§ DATA
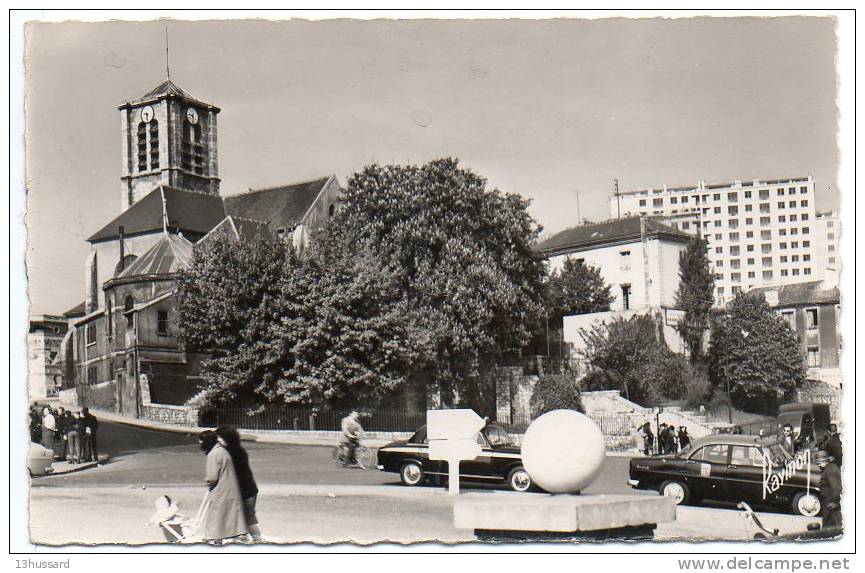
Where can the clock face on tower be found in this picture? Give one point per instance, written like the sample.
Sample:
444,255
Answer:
146,114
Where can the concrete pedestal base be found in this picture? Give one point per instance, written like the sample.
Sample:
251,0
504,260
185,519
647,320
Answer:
539,517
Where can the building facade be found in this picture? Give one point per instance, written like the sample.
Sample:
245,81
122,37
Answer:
812,309
123,352
44,340
639,258
760,232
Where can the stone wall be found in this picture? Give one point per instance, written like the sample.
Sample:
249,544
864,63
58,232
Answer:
167,414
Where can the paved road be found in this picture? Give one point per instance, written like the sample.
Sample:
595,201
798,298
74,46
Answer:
149,458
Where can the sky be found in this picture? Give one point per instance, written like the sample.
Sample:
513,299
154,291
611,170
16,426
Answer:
553,110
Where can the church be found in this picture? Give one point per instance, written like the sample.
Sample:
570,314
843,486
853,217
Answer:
122,352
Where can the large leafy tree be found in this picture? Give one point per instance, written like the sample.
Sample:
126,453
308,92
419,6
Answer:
228,300
631,355
577,289
459,255
695,295
756,352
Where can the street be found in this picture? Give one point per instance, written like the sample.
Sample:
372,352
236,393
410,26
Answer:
303,497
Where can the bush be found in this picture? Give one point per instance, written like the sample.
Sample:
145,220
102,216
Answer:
555,392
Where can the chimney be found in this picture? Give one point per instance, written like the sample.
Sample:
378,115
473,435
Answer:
122,253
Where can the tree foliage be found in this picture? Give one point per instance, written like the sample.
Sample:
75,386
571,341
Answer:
757,353
577,289
695,295
554,392
422,276
631,355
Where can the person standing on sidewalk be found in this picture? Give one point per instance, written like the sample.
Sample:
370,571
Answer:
224,517
230,438
73,434
88,435
49,426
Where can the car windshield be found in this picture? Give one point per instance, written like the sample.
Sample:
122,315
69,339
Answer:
497,436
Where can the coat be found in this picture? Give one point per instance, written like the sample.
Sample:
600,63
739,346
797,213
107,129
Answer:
224,516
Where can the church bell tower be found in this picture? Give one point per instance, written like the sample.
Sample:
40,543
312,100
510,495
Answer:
169,138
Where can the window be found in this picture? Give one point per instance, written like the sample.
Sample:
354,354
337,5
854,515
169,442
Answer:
154,144
625,260
128,303
813,357
162,322
142,146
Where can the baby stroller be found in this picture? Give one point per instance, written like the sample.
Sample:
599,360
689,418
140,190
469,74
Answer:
177,528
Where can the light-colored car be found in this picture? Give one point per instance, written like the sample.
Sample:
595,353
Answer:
39,459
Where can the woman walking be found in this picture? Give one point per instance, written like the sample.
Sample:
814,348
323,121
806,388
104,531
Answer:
230,438
224,516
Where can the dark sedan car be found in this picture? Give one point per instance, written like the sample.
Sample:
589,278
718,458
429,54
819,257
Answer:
733,468
499,460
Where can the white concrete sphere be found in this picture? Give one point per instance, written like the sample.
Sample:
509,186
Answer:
563,451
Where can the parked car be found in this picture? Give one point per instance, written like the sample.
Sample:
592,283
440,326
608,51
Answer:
499,462
729,467
39,459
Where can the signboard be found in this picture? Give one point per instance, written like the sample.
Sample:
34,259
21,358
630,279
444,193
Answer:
452,436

§ WORK TASK
Everything in the entries above must be output again exactly, except the pictures.

§ RESULT OF THE EXERCISE
Where can the clock face on tower be found in this picture? Give one point per instance, written like the sample.
Sample:
444,255
Answer:
146,114
Where can the concrete pedestal base be found in this picture? Give one point per instance, written like the sample.
Sample:
251,0
504,260
185,519
647,320
Answer:
539,517
Where can the building facade be found in this picture? Give one point per instance, written like the sample.
Sample:
245,81
122,37
Answer:
812,309
123,352
44,340
639,258
760,232
Where can the stone wall be found in this picture? Give one point per instance, written like the sample.
Sample:
249,544
864,63
58,232
Answer:
167,414
Where can the paved road be found in this picture? Give one point per instance, written like the sample.
Sample:
595,201
798,298
74,46
Answer:
149,458
Where can the sky be found in this picture? Give one point per instance, written like the sample.
Sample:
513,299
154,291
611,170
16,426
Answer:
553,110
Where can the church be found in this picture? Give one point per instance, written like the sample.
Sample:
570,314
843,486
853,217
Answer:
122,352
Where can the large leafy tree be found in this picture? Give one point per instance, written like the sample.
Sample:
126,453
308,92
419,6
Answer:
228,300
631,355
577,289
459,255
695,295
756,352
Where can the street be found in this picture? Give one point per instance, written like the sample.
Sample:
372,352
236,393
410,26
Answer:
303,497
Where can the bush be found in this picture? Give one point per instance, written like the sample.
Sample:
145,220
102,216
Answer:
555,392
Where can the chimney be found in this picture? Give one point per instance, written like the sample.
Sample:
378,115
473,435
Answer:
122,253
Where can the tree foliage be found in this picture? Give one point per instance, written like the sample.
Sample:
75,386
571,341
Answer:
757,353
577,289
695,295
554,392
422,276
631,355
Where can the person standing on sidewalk be found in this picture? Give one point per instance, written like the sample.
Sample:
370,571
Answer:
224,517
230,438
73,434
88,435
49,426
Where can the car windshield be found in this picture? Give one point per instance, written like the sample.
Sample:
122,315
69,339
Answer:
497,436
Where can the coat be found in this picture? Give one point per instance, written like the sample.
Sample:
600,63
739,346
797,213
107,129
Answer:
224,516
Where can the church bell tower be found in this picture? Give one point per instance, written like the sample.
Sample:
40,543
312,100
510,495
Answer:
169,138
Where can the window be found in this picture? Give one point per instance, written like the sample.
Sample:
354,354
337,5
854,515
169,442
Answer:
154,144
625,260
128,303
813,357
162,322
142,146
Where can the baby stroller be found in this picture? Give one point per instance, written like the sample.
Sample:
599,360
689,418
140,190
469,74
Answer:
177,528
Where can the light-colored car be found in this picture? Give one point per instance, written like the sample.
Sample:
595,353
Answer:
39,459
Where can the woman walking be found in this picture? Give one point per instance, written like the sample.
Sample:
814,348
323,121
806,388
104,531
Answer:
230,438
224,516
Where can the dark sedan car be found in this picture? Give one point per instance, written like the sample.
Sample:
589,278
718,458
429,54
819,257
Answer:
733,468
499,460
Where can the white concrete sphere be found in this picture? Give one point per instance, written like the sample.
Sample:
509,186
Answer:
563,451
Where can the parked car be found in this picture? Give one point per instance, written like the sample.
Sample:
592,283
440,326
608,51
Answer:
499,462
729,467
39,459
Where can the signboard be found in this picture? Give one point per instance, written like the sample.
Sample:
34,259
21,358
630,279
444,193
Answer:
452,436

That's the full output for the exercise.